== Records shown ==

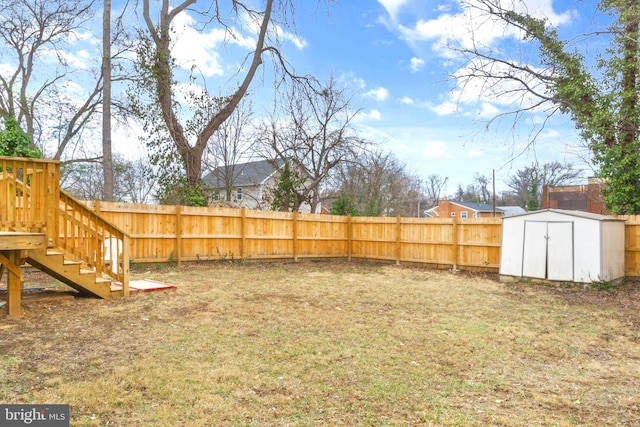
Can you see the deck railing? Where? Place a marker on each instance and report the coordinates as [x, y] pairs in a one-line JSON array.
[[28, 194], [31, 200], [91, 239]]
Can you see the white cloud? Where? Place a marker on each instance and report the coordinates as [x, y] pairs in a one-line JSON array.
[[435, 150], [445, 109], [298, 42], [416, 64], [73, 89], [379, 94], [488, 111], [197, 49], [373, 115], [393, 6], [72, 59], [475, 153], [469, 25]]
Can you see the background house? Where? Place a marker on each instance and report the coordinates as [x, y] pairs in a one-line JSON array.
[[584, 198], [252, 184], [449, 208]]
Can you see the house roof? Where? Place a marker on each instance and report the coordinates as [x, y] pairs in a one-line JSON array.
[[512, 210], [478, 207], [245, 174]]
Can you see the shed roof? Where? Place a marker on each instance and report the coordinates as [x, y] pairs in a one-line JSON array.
[[578, 214]]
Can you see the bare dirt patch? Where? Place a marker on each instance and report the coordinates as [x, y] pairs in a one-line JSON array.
[[330, 344]]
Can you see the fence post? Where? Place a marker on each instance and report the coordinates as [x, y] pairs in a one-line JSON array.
[[243, 232], [179, 235], [125, 265], [349, 237], [454, 236], [295, 236], [398, 240]]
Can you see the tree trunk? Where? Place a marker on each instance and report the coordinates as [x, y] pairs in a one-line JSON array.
[[107, 156]]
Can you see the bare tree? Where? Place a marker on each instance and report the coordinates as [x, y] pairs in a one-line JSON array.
[[107, 156], [313, 130], [434, 188], [134, 183], [376, 184], [229, 145], [27, 29], [33, 35], [527, 183], [484, 195], [601, 96], [158, 64]]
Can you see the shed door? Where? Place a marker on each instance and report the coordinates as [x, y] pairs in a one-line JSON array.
[[548, 250], [560, 251], [534, 256]]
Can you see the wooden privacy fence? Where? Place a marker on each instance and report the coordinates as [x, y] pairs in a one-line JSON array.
[[632, 245], [180, 233]]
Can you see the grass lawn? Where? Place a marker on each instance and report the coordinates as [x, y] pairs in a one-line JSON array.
[[331, 343]]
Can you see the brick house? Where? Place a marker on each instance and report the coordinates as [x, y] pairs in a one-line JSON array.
[[585, 198], [449, 209]]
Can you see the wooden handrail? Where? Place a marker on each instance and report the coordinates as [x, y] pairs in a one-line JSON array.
[[31, 200], [92, 239]]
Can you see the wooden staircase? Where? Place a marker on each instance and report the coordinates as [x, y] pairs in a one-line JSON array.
[[72, 273], [70, 242]]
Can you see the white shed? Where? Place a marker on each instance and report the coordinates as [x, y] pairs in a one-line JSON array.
[[562, 245]]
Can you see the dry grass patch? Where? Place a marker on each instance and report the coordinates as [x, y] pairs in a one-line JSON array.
[[331, 344]]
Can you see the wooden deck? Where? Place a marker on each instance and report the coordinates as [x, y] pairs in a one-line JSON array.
[[48, 228], [12, 240], [13, 253]]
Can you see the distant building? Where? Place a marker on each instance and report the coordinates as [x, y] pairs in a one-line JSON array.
[[451, 209], [252, 184], [585, 198]]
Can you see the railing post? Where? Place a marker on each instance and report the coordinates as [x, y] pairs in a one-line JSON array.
[[295, 236], [243, 232], [349, 237], [52, 202], [454, 236], [125, 265], [398, 239], [179, 235]]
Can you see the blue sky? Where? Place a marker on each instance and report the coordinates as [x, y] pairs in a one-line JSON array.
[[392, 55]]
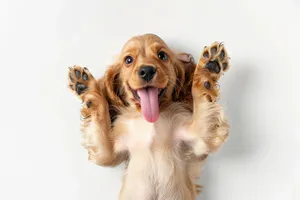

===

**Short task**
Reproduce all of the data above verbatim, omitting the pictures.

**Solution below**
Can you see the deck railing? Where? Place a marker on each instance and report the coordinates as [x, y] pairs in a one-line JSON array.
[[28, 194], [31, 200], [91, 239]]
Can you see the white cloud? Where? Place a marker on each instance and report the coordinates as [x, y] pairs in a one-line JSON array.
[[435, 150], [445, 109], [298, 42], [416, 64], [73, 89], [379, 94], [488, 111], [197, 49], [373, 115], [393, 6], [72, 59], [475, 153], [469, 25]]
Can you see the background house? Where? Place a marker on each instance and report the coordinates as [x, y] pairs in a one-line JSON array.
[[584, 198], [252, 184], [449, 208]]
Can you see the house roof? Where? Place a marker on each instance and report the coordinates as [x, y] pairs in a one-line JSON array.
[[512, 210], [478, 207], [245, 174]]
Can you see the shed roof? Where? Place a marker on each instance and report the coordinates as [x, y] pairs in a one-line JSON array.
[[578, 214]]
Can you see the bare dirt patch? Where? Place a marker on each instance and report the coordinates as [x, y] pairs in a one-line JSON array.
[[330, 344]]
Can you see the fence post? Where? Place a marker on each instance and report the coordinates as [x, y] pairs in a one-line JSON array.
[[243, 232], [179, 235], [125, 265], [349, 237], [454, 236], [295, 236], [398, 240]]
Can you see the tree trunk? Where? Place a marker on each instance and report the coordinates as [x, y] pairs in a one-line JSON array.
[[107, 156]]
Can you see the bare tree? Where? Place a marker on each instance and report the coordinates as [x, y] pairs in a one-line JSON array.
[[107, 156], [313, 130], [434, 188], [134, 183], [376, 184], [229, 145], [27, 29], [33, 35], [527, 183], [484, 195], [601, 96], [158, 64]]
Can you see the shed door? Where? Place a marker on each instance and report the coordinates as [x, y] pairs in a one-line JSON array.
[[548, 250], [560, 251], [534, 256]]
Can you see the wooden privacy fence? Where? Place a marker on each instance and report the coordinates as [x, y] pairs in a one-line JSON array.
[[632, 245], [180, 233]]
Can you see the grass lawn? Where? Place a marker on each instance and report the coordinates as [x, y] pairs in a one-line JSON array.
[[331, 343]]
Can you see the brick house? Where? Place a marker on each instance and report the coordinates as [x, y] pairs in a one-line JSON array.
[[585, 198], [449, 209]]
Can you see the wooden handrail? Where? Place a marker on each instance and report the coordinates as [x, y] pairs in a one-line JSON array.
[[31, 200], [92, 239]]
Can you see the wooden staircase? Where? Place a marker on each instance and report the coordinates as [x, y] pairs in a one-line JSON array.
[[72, 273], [70, 242]]
Can you see the white shed? Where? Place a marker on each instance and report the coordinates as [x, y] pairs in a one-line JSON array.
[[562, 245]]
Can you see the dry grass patch? Where? Place a marker on each instance and report the coordinates as [x, y] pairs in a one-line JSON array.
[[331, 344]]
Can you see the wooden deck? Where? Place a marker on each instance and report the coordinates as [x, y] pairs in a one-line JSON array.
[[48, 228], [12, 240], [13, 253]]
Can you see the distant building? Where? Place a marker on each instance and report the coordinates as [x, y] pairs in a one-line JSON array.
[[451, 209], [252, 184], [585, 198]]
Can you see the railing post? Where? Place a marker on each instance and report the coordinates as [x, y] pairs in a one-line JSON array.
[[295, 236], [243, 232], [349, 237], [52, 202], [454, 236], [125, 265], [398, 239], [179, 235]]
Can you see the blue sky? Where? Place a marker on each instance and report the coordinates as [x, y] pairs in a one-line JSON array.
[[392, 55]]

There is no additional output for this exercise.